BRIEF —
Report, as a bare number, how many lines in the data contain "cliff".

SOURCE RECORDS —
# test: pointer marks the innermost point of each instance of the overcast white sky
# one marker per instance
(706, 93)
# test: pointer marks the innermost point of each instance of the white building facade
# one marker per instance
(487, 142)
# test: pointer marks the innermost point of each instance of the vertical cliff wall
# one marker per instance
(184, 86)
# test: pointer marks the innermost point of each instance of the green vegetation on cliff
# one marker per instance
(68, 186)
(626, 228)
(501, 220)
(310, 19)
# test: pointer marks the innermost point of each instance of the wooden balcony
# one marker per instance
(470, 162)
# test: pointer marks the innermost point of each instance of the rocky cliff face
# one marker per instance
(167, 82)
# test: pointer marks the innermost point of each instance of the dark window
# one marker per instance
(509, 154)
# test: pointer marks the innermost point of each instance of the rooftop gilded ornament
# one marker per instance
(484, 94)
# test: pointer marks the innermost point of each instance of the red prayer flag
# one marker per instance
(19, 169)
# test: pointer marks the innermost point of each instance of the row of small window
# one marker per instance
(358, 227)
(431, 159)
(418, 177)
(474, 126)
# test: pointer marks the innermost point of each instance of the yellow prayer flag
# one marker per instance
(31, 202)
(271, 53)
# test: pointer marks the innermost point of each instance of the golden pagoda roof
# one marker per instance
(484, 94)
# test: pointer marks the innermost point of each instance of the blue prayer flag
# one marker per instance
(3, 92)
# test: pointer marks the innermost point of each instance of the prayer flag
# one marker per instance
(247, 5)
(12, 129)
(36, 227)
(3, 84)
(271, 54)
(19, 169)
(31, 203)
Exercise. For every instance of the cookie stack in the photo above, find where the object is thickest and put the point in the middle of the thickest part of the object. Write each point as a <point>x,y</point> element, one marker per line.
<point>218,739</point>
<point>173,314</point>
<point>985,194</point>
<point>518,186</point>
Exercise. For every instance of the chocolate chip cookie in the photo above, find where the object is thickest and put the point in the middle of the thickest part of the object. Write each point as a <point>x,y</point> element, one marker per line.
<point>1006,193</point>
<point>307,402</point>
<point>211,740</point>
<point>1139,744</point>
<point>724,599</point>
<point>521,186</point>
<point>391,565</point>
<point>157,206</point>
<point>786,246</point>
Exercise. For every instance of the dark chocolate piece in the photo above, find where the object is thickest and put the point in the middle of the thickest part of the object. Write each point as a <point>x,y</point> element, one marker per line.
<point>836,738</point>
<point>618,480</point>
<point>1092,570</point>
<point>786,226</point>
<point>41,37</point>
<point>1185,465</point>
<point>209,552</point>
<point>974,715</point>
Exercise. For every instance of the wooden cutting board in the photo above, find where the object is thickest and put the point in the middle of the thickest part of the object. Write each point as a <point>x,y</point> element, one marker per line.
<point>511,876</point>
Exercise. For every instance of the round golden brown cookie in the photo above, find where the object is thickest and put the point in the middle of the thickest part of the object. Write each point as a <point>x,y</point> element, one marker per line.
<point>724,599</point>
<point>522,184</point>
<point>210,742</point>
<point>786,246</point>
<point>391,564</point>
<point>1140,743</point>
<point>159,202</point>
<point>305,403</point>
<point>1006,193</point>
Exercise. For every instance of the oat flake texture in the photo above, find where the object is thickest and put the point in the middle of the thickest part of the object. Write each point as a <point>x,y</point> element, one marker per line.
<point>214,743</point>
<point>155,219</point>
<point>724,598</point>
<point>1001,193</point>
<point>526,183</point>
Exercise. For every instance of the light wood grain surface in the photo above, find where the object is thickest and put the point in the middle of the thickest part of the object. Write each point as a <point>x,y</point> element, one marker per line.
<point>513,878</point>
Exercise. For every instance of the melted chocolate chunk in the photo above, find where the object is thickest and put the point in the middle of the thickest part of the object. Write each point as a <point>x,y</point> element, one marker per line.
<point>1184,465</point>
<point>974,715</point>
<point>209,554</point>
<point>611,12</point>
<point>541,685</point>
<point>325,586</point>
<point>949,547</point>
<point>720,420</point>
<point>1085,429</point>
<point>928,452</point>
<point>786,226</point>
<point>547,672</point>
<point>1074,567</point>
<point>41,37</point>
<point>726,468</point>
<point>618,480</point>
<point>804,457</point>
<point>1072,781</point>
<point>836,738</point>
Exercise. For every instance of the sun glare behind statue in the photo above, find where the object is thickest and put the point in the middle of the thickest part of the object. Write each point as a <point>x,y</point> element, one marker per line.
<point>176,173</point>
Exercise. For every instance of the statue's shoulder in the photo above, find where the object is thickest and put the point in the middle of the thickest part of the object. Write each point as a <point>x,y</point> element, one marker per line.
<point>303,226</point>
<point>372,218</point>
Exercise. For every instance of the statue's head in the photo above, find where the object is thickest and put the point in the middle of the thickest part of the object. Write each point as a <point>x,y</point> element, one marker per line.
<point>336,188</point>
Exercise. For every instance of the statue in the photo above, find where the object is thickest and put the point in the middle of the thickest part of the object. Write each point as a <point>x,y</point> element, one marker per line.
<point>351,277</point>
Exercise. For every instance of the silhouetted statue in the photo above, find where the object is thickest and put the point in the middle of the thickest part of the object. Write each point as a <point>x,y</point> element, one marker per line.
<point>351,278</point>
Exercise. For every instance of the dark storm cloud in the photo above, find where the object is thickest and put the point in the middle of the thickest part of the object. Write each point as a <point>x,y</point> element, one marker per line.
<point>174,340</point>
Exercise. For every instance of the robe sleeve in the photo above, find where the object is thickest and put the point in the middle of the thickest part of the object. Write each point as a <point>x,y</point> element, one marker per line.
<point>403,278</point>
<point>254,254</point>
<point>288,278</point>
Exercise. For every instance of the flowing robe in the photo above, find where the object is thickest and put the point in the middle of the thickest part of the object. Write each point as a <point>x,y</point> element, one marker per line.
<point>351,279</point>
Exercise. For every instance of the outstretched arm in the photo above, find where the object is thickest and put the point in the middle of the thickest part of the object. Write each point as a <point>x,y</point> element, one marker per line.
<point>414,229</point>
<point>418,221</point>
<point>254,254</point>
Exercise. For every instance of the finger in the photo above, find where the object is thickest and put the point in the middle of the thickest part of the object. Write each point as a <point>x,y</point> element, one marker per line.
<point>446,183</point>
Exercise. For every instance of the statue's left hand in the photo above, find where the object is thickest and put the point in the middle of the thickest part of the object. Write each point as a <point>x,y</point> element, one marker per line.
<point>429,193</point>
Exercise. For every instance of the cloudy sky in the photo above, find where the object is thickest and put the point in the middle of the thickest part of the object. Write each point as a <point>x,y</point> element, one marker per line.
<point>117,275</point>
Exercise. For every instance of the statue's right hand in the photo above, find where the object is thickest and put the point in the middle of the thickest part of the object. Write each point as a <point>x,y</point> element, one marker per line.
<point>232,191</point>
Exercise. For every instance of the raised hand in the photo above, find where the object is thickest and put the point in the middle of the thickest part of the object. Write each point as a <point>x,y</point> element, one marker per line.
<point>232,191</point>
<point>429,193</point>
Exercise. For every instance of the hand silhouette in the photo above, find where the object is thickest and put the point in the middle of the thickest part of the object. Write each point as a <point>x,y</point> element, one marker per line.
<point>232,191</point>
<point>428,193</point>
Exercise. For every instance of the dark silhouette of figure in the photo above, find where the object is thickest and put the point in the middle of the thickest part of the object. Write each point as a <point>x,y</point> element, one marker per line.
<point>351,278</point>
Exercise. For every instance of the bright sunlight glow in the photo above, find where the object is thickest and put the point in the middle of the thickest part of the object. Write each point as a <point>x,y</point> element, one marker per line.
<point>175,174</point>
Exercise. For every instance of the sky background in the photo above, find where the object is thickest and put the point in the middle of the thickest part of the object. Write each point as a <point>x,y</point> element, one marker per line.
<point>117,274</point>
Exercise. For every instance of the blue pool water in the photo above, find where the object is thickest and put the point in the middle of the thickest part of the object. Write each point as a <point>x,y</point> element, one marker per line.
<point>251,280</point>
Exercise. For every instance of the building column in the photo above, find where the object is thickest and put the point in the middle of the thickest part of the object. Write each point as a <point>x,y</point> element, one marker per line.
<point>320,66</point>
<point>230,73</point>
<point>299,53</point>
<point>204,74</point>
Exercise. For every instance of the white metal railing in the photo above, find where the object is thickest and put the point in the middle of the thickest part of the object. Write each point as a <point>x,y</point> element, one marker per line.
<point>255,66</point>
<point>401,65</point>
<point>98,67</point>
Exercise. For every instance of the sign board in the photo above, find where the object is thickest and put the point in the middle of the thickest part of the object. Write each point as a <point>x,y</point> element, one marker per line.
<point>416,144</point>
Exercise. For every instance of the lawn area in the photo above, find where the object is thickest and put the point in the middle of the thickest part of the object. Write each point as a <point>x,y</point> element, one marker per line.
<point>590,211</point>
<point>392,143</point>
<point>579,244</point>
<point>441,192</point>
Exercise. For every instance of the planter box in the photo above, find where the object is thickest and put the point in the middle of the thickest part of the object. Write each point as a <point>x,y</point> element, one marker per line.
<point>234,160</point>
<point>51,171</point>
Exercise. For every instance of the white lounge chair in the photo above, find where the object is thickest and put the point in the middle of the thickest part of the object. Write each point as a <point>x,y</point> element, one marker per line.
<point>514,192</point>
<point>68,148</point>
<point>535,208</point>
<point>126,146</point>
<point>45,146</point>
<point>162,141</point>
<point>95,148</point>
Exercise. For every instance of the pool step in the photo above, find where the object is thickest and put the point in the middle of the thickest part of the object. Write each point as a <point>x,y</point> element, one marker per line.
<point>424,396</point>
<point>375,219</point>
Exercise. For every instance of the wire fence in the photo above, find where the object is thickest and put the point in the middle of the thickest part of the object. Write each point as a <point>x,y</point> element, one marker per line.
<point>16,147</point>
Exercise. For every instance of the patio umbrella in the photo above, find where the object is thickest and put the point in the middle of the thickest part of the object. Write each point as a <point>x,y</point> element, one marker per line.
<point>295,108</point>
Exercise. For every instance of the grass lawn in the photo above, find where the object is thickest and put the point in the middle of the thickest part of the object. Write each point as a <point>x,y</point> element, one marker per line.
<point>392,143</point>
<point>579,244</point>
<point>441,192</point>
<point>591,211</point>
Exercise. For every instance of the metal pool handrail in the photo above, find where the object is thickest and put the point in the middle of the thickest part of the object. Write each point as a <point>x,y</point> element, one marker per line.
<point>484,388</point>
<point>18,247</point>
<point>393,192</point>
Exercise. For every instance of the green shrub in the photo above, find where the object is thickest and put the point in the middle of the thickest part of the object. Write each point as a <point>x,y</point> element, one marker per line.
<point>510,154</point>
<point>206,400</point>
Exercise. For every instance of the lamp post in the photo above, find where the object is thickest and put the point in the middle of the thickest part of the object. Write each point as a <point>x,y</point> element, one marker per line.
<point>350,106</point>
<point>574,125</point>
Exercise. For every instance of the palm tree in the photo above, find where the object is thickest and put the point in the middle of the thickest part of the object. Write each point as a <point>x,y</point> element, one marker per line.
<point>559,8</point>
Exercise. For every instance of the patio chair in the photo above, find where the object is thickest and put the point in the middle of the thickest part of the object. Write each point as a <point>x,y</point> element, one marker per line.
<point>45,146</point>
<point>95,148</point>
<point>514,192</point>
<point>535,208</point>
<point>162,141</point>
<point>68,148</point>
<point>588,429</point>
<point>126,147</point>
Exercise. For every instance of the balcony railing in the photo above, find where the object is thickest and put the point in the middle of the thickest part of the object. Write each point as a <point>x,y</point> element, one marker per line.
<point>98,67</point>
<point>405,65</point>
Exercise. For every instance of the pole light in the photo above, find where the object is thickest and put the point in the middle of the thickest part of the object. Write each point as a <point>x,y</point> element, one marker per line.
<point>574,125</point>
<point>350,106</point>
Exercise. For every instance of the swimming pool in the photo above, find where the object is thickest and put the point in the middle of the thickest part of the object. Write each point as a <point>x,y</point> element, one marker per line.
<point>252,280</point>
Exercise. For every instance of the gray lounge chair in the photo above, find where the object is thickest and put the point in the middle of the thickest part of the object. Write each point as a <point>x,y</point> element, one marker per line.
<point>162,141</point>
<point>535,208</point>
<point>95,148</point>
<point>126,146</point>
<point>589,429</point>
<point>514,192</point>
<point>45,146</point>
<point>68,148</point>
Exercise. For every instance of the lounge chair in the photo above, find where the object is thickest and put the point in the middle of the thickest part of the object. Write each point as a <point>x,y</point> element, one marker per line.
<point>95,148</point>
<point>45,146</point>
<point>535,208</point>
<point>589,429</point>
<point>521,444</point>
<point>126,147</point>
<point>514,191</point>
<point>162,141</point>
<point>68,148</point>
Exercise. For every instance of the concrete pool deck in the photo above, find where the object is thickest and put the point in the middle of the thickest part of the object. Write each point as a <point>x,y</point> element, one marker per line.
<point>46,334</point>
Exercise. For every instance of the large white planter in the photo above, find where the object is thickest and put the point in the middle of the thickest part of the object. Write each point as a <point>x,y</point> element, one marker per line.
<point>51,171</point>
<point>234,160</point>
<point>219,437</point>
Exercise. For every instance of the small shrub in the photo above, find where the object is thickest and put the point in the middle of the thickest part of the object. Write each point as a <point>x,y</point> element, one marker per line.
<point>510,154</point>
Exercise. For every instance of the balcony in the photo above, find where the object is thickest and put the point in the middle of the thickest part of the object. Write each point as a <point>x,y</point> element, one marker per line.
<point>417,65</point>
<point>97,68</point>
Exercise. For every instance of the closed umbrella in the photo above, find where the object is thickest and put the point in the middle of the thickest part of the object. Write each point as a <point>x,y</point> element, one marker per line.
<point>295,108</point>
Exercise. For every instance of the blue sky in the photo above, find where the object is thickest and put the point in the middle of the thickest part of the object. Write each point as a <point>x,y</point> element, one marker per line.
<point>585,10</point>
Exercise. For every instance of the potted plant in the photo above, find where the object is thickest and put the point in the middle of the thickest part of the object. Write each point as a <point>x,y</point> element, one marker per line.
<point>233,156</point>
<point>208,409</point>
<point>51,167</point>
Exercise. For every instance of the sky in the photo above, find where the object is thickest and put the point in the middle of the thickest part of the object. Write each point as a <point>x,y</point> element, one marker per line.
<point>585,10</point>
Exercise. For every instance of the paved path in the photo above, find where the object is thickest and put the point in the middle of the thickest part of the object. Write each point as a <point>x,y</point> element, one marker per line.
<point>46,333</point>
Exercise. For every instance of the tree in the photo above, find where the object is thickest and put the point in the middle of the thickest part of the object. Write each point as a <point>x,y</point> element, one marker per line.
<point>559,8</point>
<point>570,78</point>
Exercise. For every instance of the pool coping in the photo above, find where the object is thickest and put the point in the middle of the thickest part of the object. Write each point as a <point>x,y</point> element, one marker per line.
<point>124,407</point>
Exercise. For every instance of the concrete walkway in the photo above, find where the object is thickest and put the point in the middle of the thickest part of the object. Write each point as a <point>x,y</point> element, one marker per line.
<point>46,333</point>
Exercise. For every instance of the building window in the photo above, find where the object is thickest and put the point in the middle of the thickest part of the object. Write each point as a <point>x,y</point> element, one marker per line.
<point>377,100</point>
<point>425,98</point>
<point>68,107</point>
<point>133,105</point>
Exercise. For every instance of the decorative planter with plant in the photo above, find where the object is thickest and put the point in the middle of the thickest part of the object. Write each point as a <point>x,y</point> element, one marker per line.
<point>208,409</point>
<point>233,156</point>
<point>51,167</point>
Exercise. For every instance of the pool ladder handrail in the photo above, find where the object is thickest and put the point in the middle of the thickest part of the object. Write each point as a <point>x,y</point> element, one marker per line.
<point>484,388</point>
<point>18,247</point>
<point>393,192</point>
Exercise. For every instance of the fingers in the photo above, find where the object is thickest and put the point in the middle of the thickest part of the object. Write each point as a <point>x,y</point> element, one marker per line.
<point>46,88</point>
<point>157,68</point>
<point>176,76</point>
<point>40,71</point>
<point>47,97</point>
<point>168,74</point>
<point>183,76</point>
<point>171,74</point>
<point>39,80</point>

THE COMPLETED TASK —
3